Una obra así te obliga a hacerte preguntas interesantes, como la relación entre literatura y biografía o qué parte de una obra de ficción es real. Pero nunca me las habría hecho si no hubiera estado obligada. No me resulta nada agradable hablar de mi vida. Viví cosas horrorosas.
¿No ayuda a curarlas el escribir sobre ellas?
No. Los recuerdos siguen doliendo. No curan las heridas de una vida. Sabemos de personas destrozadas por la memoria. Conocemos historias extremas de la guerra o de campos de concentración en las que los protagonistas se vinieron abajo más tarde, una vez superadas esas experiencias. Los tumultos vuelven y te destrozan. Yo no querría ir a un psiquiatra a hablar de mi vida. No confiaría en ellos porque les mueve algo distinto a mí. Pero sí confío en alguien como Angelika Klammer, que se interesa por la literatura y que no tenía la intención de curarme.
Al leer su libro, parece que la literatura le salvó la vida.
Me abrió los ojos al mundo. Cuando empecé a leer en el instituto, tenía la impresión de que el autor, da igual que fuera sudamericano o australiano, me hablaba a mí directamente. Años más tarde, cuando en la fábrica donde trabajaba me acosaban por no colaborar con la dictadura, cuando me expulsaron del despacho y tenía que trabajar en las escaleras, entonces empecé a escribir mi primer libro. No quería hacer literatura, quería saber cómo iba a sobrevivir. Era una forma de no perder la razón, que era mi mayor miedo. Pensaba que bajo ningún concepto podía volverme loca, porque entonces ellos habrían ganado. No era tan raro. Vi a amigos a los que les pasó.
La novela Mi patria era una semilla de manzana contiene pasajes muy estremecedores. Como aquellos días en los que Herta Müller tenía que contenerse para no gritar en el autobús al resto de pasajeros y preguntarles cómo podían aguantar aquel régimen brutal. O el suicidio de su amigo Roland Kirsch, que dejó escrita una nota de despedida que decía «A veces tengo que morderme un dedo para sentir que todavía existo». Usted describe la fealdad como el elemento unificador del comunismo. Y destaca la importancia en su vida de la belleza. Cuenta cómo en su infancia envidiaba las plantas, siempre bonitas y siempre en el lugar adecuado. Nunca desubicadas, como se sentía usted de niña.
La belleza protege. Es lo contrario de la tortura, de la humillación. La belleza se preocupa por mí personalmente. Solo hay que buscarla y entonces todo tiene sentido. Y está en todo, no solo en el idioma. También en la ropa, en un edificio, en una planta…
En la dictadura todo le parecía feo. ¿Y ahora?

Registros aportados:

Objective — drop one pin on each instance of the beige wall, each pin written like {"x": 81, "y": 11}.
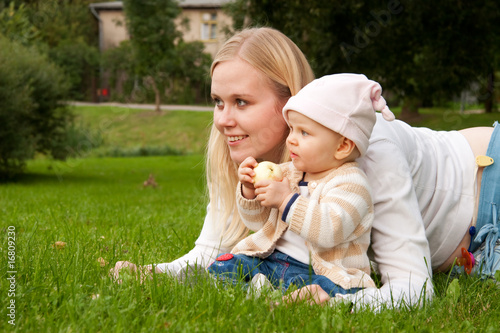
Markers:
{"x": 114, "y": 30}
{"x": 195, "y": 17}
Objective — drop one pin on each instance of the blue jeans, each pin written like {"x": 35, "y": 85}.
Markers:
{"x": 280, "y": 269}
{"x": 485, "y": 244}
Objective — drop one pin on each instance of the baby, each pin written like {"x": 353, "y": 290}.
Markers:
{"x": 313, "y": 227}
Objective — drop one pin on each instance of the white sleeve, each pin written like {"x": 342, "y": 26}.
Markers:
{"x": 399, "y": 244}
{"x": 206, "y": 249}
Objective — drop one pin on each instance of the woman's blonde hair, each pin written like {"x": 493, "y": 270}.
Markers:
{"x": 279, "y": 59}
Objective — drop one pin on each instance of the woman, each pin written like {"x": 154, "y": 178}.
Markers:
{"x": 253, "y": 75}
{"x": 423, "y": 181}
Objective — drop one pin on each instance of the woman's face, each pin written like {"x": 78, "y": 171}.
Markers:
{"x": 247, "y": 112}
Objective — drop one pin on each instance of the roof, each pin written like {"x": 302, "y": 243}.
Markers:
{"x": 182, "y": 4}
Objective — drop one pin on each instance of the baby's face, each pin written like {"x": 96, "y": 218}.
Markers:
{"x": 312, "y": 146}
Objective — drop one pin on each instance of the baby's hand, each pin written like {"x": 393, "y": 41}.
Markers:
{"x": 245, "y": 176}
{"x": 273, "y": 194}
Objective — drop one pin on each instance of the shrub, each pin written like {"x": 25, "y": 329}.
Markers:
{"x": 32, "y": 118}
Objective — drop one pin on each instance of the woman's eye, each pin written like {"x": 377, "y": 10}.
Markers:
{"x": 218, "y": 102}
{"x": 241, "y": 102}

Lo que se pide:
Transcribe sin cambios el pasaje de la entrevista que empieza en "Una obra así" y termina en "escribir sobre ellas?". Los registros no hacen falta para resolver esto.

Respuesta:
Una obra así te obliga a hacerte preguntas interesantes, como la relación entre literatura y biografía o qué parte de una obra de ficción es real. Pero nunca me las habría hecho si no hubiera estado obligada. No me resulta nada agradable hablar de mi vida. Viví cosas horrorosas.
¿No ayuda a curarlas el escribir sobre ellas?